- **Text block**
[Start of section]

We can see that richer countries have high happiness rating while these countries do have high rate of cancer cases. This could be because richer countries tend to use their money to buy everything while compromising and overlooking their health.
These rich countries have a rapid ageing population. Old people have high risk exposure to getting a cancer. This briefly explains a high rate of cancer cases for these highly developed countries.
These countries do have free access to health care system and other benefits so they tend to enjoy life without thinking the repercussion on their health.
The study does not provide a causal relationship between happiness and cancer incidences (outside the scope of the research) although it suggests evidence of its relationships.
Since two variables only are used on the study, we could have added one or two variables that have direct or indirect impact on happiness and cancer cases, i.e., GDP, weather, age, access to healthcare, etc. This would provide additional insights and strengthen our conclusion.
Other statistical analysis including non-parametric tests could have been used to further validate the conclusion. In case we add more variables, we could have also used Chi-square Test Association technique to highlight the association betweeen the variables.
We could have done some clustering on the country i.e., Asian region, European region and delimiting the type of cancer by removing skin cancer or focusing only on one type of cancer. This way, our analysis would have been focused and specific.
In order to further strengthen our analysis, we could have added years on top of the existing 5 years on the statistical research so see the trend and analyse accordingly.
Although we can say that there is a positive weak linear correlation between happiness and cancer cases, there are other confounding factors that affect these two variables.
Based on statistical findings using the available data, the happier the country is, there is slight probability that the country would have higher incidence of cancer. This is true for majority of the rich and highly developed countries like Australia and other European countries.
In this world full of uncertainty, stress, and noise, the only thing we can do is to make our life healthy and happy so as to reduce the risk of getting cancer. Worrying too much on this dynamic and constantly changing planet is the least we could do, live life to the fullest, eat healthy and chill out.
The message of this study is very basic, life is too short not to enjoy but you have to look after yourself. After all, we live only once so be happy on the inside and out!

[End of section]

- **Information shown**
[Start of section]

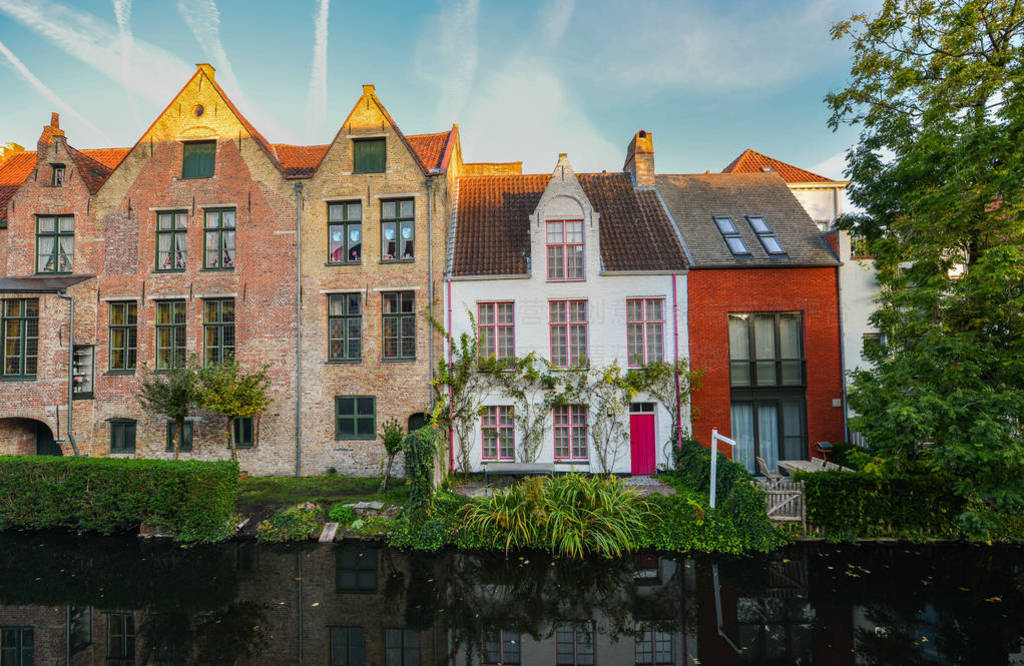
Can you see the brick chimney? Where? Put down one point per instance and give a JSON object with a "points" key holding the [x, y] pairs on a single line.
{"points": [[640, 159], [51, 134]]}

[End of section]

List every variable that the text on happiness and cancer names as a possible addition to the study.

- **Response to the task**
GDP, weather, age, access to healthcare